(Photo-based referring expression data)
::::::::

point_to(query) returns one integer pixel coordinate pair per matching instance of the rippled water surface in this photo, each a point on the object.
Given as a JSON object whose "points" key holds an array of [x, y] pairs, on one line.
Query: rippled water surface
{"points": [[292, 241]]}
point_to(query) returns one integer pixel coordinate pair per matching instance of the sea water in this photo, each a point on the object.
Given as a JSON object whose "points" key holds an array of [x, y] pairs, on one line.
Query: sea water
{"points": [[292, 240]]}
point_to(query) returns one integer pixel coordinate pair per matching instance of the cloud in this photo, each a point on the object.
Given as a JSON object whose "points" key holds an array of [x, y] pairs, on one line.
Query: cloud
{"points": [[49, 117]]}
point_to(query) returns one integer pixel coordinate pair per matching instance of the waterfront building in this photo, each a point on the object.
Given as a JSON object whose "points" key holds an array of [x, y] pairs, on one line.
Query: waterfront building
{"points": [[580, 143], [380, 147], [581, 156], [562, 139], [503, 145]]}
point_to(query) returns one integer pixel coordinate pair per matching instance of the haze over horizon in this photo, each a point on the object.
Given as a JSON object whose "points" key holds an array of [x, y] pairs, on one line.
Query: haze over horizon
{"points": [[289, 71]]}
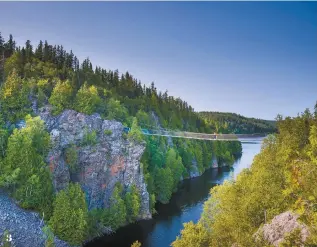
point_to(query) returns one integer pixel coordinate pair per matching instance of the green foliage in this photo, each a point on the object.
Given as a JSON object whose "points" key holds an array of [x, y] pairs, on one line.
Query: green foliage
{"points": [[6, 239], [164, 184], [14, 98], [61, 97], [72, 157], [143, 119], [107, 132], [49, 237], [175, 164], [90, 138], [193, 235], [24, 171], [282, 177], [234, 123], [70, 215], [87, 99], [133, 203], [116, 111], [136, 244], [4, 135], [135, 133]]}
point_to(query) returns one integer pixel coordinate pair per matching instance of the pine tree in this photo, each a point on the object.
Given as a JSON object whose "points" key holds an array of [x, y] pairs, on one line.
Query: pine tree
{"points": [[70, 215]]}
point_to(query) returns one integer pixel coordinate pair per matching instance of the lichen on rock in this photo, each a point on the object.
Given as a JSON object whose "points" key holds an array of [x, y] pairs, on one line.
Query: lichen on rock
{"points": [[101, 165]]}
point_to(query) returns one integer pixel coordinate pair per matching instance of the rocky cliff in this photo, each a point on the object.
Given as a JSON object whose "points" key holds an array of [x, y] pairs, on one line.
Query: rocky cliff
{"points": [[109, 159]]}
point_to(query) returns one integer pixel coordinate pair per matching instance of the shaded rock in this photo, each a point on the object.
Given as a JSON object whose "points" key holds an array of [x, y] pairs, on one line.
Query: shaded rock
{"points": [[100, 165], [24, 226]]}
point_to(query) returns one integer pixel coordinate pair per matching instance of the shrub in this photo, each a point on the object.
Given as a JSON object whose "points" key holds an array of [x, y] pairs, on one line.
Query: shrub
{"points": [[72, 157], [108, 132]]}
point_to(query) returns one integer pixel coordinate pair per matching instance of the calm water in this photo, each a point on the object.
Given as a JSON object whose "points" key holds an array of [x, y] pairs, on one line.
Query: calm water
{"points": [[185, 205]]}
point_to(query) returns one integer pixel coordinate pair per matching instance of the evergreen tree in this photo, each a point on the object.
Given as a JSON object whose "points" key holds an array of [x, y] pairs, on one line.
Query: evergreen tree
{"points": [[70, 215], [61, 97], [87, 99], [14, 97], [133, 203]]}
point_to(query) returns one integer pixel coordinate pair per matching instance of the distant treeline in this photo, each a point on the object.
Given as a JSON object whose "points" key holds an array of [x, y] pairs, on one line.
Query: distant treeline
{"points": [[235, 123]]}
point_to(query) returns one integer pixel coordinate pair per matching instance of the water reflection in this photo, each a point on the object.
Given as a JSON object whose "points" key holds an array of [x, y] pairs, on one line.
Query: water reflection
{"points": [[185, 205]]}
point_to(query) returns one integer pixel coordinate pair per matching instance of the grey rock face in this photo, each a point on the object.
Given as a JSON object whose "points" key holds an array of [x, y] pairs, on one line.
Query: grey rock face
{"points": [[24, 226], [100, 166], [280, 226]]}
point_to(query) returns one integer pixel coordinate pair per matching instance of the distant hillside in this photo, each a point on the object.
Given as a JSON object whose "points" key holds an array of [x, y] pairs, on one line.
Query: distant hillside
{"points": [[234, 123]]}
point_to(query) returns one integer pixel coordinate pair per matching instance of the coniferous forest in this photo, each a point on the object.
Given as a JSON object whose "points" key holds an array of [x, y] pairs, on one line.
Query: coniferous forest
{"points": [[45, 74], [34, 76]]}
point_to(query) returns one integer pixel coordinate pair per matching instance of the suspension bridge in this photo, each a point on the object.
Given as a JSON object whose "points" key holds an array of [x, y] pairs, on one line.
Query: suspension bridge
{"points": [[186, 134], [198, 136]]}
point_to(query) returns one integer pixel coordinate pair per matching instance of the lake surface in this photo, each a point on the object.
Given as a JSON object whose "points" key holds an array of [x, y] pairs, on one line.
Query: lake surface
{"points": [[185, 205]]}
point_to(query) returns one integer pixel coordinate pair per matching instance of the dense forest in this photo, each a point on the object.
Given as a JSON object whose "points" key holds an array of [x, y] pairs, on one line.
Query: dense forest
{"points": [[282, 177], [235, 123], [48, 75]]}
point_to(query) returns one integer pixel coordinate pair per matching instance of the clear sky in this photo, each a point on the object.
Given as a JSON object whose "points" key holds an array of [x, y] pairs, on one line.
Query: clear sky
{"points": [[253, 58]]}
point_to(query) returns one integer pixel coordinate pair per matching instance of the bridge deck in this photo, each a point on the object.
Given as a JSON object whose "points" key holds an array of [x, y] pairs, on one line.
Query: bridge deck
{"points": [[198, 136]]}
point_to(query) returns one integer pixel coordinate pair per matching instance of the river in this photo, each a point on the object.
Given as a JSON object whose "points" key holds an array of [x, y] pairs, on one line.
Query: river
{"points": [[185, 205]]}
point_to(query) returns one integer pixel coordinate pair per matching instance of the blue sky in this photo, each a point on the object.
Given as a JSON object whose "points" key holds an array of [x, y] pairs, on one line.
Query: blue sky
{"points": [[253, 58]]}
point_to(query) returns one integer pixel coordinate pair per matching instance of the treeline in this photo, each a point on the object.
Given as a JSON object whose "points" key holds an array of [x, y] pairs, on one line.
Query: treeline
{"points": [[31, 78], [282, 177], [235, 123], [60, 79]]}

::::::::

TASK ITEM: Output each record above exactly; omit the images.

WRITTEN RESPONSE:
point_to(query) returns one integer pixel coordinate pair per matching instance of the rippled water surface in this photo, each a point on the object.
Given as a JSON object whose "points" key holds an array of [x, y] pairs, on one line.
Query: rippled water surface
{"points": [[292, 241]]}
point_to(query) returns one integer pixel coordinate pair per matching instance of the sea water in this photo, each a point on the object.
Given as a JSON object whose "points" key holds an array of [x, y] pairs, on one line.
Query: sea water
{"points": [[292, 240]]}
point_to(query) returns one integer pixel coordinate pair per matching instance of the cloud in this photo, each a point on the object.
Given as a JSON object whose "points" key holds an array of [x, y] pairs, on one line.
Query: cloud
{"points": [[49, 117]]}
point_to(query) returns one integer pixel coordinate pair per matching instance of the waterfront building in this photo, each a point on the object.
Given as a JSON object whose "points" key holds an array of [x, y] pairs, on one line.
Query: waterfront building
{"points": [[580, 143], [380, 147], [581, 156], [562, 139], [503, 145]]}
point_to(query) returns one integer pixel coordinate pair per matching instance of the haze over horizon in this photo, each a point on the object.
Given as a JSON object whose "points" key holds an array of [x, y] pairs, on one line.
Query: haze over horizon
{"points": [[289, 71]]}
point_to(query) returns one integer pixel coordinate pair per matching instance of the green foliage in this photo, each a point on the object.
Given as a JSON object whose "points" key holds an array of [x, y] pairs, on one line.
Query: green foliage
{"points": [[6, 239], [164, 184], [14, 98], [61, 97], [72, 157], [143, 119], [107, 132], [49, 237], [175, 164], [90, 138], [193, 235], [24, 171], [282, 177], [234, 123], [70, 215], [87, 99], [133, 203], [116, 111], [136, 244], [4, 135], [135, 133]]}
point_to(query) returns one integer pixel coordinate pair per matching instance of the pine tree in this photo, each a point on the object.
Given as a JSON object whose "points" key holds an array of [x, y] pairs, on one line.
Query: pine tree
{"points": [[70, 215]]}
point_to(query) returns one integer pixel coordinate pair per matching instance of the lichen on rock in this photo, each a point on the object.
Given as a JSON object whose "points" key holds an array of [x, y] pairs, on one line.
Query: lichen on rock
{"points": [[101, 165]]}
point_to(query) returns one integer pixel coordinate pair per matching instance of the rocky cliff in this photo, each a point on the object.
Given as a JSON object whose "points" key holds an array of [x, y] pairs, on one line.
Query: rocky cliff
{"points": [[109, 159]]}
point_to(query) returns one integer pixel coordinate pair per matching instance of the shaded rock in this photo, each a point on the object.
Given as a JSON object whose "points" key holds an array of [x, y] pairs, on one line.
Query: shaded rock
{"points": [[100, 165], [24, 226]]}
point_to(query) returns one integer pixel coordinate pair per matching instance of the shrub in this photo, each a point on the object.
Given as a JSON object whose "points" key holds an array of [x, y] pairs, on one line.
Query: shrub
{"points": [[72, 157], [108, 132]]}
point_to(query) returns one integer pixel coordinate pair per matching instance of the calm water in this photo, each a point on the object.
Given as a JSON object whose "points" key holds an array of [x, y] pairs, on one line.
Query: calm water
{"points": [[185, 205]]}
point_to(query) returns one integer pixel coordinate pair per matching instance of the evergreen tree in this photo, each a point on the object.
Given as a JSON object whose "points" key holds an array of [x, y] pairs, on one line.
Query: evergreen tree
{"points": [[70, 215], [61, 97], [87, 99], [14, 97], [133, 203]]}
point_to(query) returns one integer pixel coordinate pair per matching instance of the distant treeline in this photo, each a point on the object.
Given as a JSON object whose "points" key holds an array of [x, y] pairs, on one line.
Query: distant treeline
{"points": [[235, 123]]}
point_to(query) returns one integer pixel coordinate pair per matching instance of the water reflection in this photo, each a point on the object.
Given as a JSON object whose "points" key holds an array of [x, y] pairs, on one line.
Query: water reflection
{"points": [[185, 205]]}
point_to(query) returns one integer pixel coordinate pair per matching instance of the grey rock face in this photo, each a point on the object.
Given as a JSON object whose "points" key holds an array of [x, y] pairs, on one line.
Query: grey rock face
{"points": [[24, 226], [100, 166], [280, 226]]}
point_to(query) returns one integer pixel coordinate pair per matching instance of the distant hillside in this photo, each a point on the object.
Given as a JSON object whose "points" key holds an array of [x, y] pairs, on one line.
Query: distant hillside
{"points": [[234, 123]]}
point_to(query) returns one integer pixel coordinate pair per matching instance of the coniferous forest in this photo, each a point on the object.
Given as a JSON object whose "points" key holds an array of [x, y] pairs, on one line.
Query: coniferous forest
{"points": [[45, 74], [34, 76]]}
point_to(query) returns one integer pixel coordinate pair per matching instance of the suspension bridge in this photo, each a point on the object.
Given as a JSON object whose "points" key holds an array of [x, y] pairs, on one line.
Query: suspension bridge
{"points": [[186, 134], [198, 136]]}
point_to(query) returns one integer pixel coordinate pair per matching instance of the lake surface in this photo, each a point on the object.
Given as a JSON object whose "points" key holds an array of [x, y] pairs, on one line.
Query: lake surface
{"points": [[185, 205]]}
point_to(query) returns one integer pixel coordinate pair per matching instance of the dense forest in this photo, each a point on the object.
Given as a JSON object whose "points" key holds an array of [x, y] pairs, on one line.
Query: dense forest
{"points": [[282, 177], [235, 123], [48, 75]]}
point_to(query) returns one integer pixel coordinate pair per matching instance of the clear sky in this photo, each a point on the object.
Given as a JSON object whose "points" key holds an array of [x, y] pairs, on one line.
Query: clear sky
{"points": [[253, 58]]}
point_to(query) returns one integer pixel coordinate pair per matching instance of the bridge deck in this photo, each a point on the object.
Given as a JSON object whose "points" key holds an array of [x, y] pairs, on one line.
Query: bridge deck
{"points": [[198, 136]]}
point_to(query) returns one integer pixel coordinate pair per matching instance of the river in this photo, each a point on the object.
Given as a JSON object whose "points" key holds an array of [x, y] pairs, on one line.
Query: river
{"points": [[185, 205]]}
point_to(query) returns one integer pixel coordinate pair per matching instance of the blue sky in this photo, each a point on the object.
Given as a JSON object whose "points" key holds an array of [x, y] pairs, on one line.
Query: blue sky
{"points": [[253, 58]]}
point_to(query) returns one integer pixel coordinate pair per matching instance of the treeline in this photo, each a point on the object.
Given as a JSON object whose "points" key holds an array of [x, y] pairs, on one line.
Query: treeline
{"points": [[31, 78], [282, 177], [235, 123], [60, 79]]}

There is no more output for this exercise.